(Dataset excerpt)
⁂

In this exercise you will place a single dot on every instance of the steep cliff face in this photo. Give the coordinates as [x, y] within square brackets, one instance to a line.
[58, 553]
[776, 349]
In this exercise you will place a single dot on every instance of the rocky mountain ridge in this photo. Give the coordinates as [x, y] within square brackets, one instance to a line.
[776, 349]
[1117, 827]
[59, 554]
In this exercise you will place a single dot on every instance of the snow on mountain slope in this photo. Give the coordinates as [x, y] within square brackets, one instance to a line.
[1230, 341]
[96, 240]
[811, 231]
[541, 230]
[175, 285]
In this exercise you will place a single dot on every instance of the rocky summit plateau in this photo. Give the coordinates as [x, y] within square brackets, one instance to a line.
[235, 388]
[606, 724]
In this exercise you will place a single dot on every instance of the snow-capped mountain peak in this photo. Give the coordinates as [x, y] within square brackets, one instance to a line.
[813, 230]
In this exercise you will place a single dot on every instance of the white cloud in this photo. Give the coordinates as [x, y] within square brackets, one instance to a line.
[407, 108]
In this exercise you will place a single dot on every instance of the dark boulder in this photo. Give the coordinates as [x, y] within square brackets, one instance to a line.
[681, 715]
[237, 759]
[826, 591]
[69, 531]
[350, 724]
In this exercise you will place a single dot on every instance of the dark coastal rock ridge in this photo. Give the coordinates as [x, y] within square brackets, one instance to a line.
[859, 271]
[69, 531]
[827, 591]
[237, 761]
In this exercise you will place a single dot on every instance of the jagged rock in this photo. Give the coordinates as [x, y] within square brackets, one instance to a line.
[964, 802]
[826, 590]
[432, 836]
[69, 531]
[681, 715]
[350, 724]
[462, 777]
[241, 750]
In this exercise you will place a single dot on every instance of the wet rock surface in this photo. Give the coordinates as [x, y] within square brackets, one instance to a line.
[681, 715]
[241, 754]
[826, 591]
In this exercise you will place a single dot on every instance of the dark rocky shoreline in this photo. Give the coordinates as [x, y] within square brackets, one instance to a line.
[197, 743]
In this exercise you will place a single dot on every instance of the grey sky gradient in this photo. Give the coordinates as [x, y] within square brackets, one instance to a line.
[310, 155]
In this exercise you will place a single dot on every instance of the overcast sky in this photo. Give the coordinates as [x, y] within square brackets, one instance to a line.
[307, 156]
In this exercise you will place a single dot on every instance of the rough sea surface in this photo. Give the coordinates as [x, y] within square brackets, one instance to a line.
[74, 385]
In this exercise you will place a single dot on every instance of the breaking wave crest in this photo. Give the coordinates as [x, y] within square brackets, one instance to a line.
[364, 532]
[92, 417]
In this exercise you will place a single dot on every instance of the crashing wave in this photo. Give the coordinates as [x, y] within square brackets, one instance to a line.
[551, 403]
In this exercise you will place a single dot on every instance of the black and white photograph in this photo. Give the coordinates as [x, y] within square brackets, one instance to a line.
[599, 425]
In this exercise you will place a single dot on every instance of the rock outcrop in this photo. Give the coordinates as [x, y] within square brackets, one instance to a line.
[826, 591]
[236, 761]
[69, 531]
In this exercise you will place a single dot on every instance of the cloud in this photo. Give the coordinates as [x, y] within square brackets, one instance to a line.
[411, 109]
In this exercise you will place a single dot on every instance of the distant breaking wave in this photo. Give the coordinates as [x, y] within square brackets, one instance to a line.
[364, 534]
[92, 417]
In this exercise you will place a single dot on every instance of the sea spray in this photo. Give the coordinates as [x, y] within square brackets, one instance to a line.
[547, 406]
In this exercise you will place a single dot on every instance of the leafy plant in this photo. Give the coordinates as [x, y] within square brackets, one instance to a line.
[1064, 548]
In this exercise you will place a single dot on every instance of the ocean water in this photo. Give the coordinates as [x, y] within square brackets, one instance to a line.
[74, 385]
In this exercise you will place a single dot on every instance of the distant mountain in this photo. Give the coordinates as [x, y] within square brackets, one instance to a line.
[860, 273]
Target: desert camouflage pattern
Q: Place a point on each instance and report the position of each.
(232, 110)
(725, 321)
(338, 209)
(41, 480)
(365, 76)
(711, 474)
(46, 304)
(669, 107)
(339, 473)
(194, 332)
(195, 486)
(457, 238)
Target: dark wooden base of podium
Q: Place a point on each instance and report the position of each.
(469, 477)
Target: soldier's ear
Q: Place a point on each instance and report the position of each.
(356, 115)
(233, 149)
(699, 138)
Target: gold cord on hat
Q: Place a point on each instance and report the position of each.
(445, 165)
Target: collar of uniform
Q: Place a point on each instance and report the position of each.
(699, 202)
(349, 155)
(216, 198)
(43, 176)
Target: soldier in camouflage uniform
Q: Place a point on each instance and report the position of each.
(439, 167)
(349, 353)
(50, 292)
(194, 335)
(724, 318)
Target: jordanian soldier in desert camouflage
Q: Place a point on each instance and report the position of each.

⁂

Set exercise
Copy the data from the line with "of the cloud" through the end, changing "camouflage" to "camo" and leaving everything else the same.

Written answer
In this exercise you will place a single dot on every instance of the cloud in this photo. Give the coordinates as [x, y] within square brackets, one instance to a line.
[411, 109]
In this exercise you will place a single dot on every instance of the distant breaking wave in this photo. Give the coordinates as [x, y] within square brackets, one instance to a line.
[364, 534]
[92, 417]
In this exercise you will place a single dot on every instance of the sea spray in this photo. Give the coordinates as [x, y] within square brackets, one instance to a line.
[547, 406]
In this exercise you will place a single dot on every instance of the leafy plant in this photo. Give the coordinates as [x, y] within square brackets, one instance to a line.
[1064, 548]
In this exercise you will place a single dot on every instance of the ocean water in this photo. Give the coordinates as [x, y] within square brackets, one instance to a line.
[74, 385]
In this exercise you will place a single dot on every instance of the distant mountain in this photo. Give the coordinates as [x, y] within square brackets, one instance to a line.
[860, 273]
Target: desert camo pattern
Q: Place a point on each instance and report the position of each.
(232, 110)
(725, 321)
(338, 209)
(41, 480)
(365, 76)
(711, 474)
(46, 304)
(669, 107)
(339, 473)
(194, 332)
(195, 486)
(457, 238)
Target: dark wooden base of podium
Q: Place a point on each instance and report the position of each.
(469, 477)
Target: soldier's ear
Q: Place a point on each instance and report the position of each.
(356, 115)
(233, 149)
(699, 138)
Target: gold cord on hat
Q: Place a point on each instance and report the position of each.
(445, 165)
Target: collar of uniform
Q: Place a point on each instance and report the position of each.
(699, 202)
(349, 155)
(216, 198)
(43, 176)
Target: soldier in camo uniform
Q: Place a point on each instance and report the position of each.
(439, 167)
(349, 353)
(50, 292)
(194, 335)
(724, 318)
Target: jordanian soldier in desert camo
Q: Place a point on each instance and report the position of each.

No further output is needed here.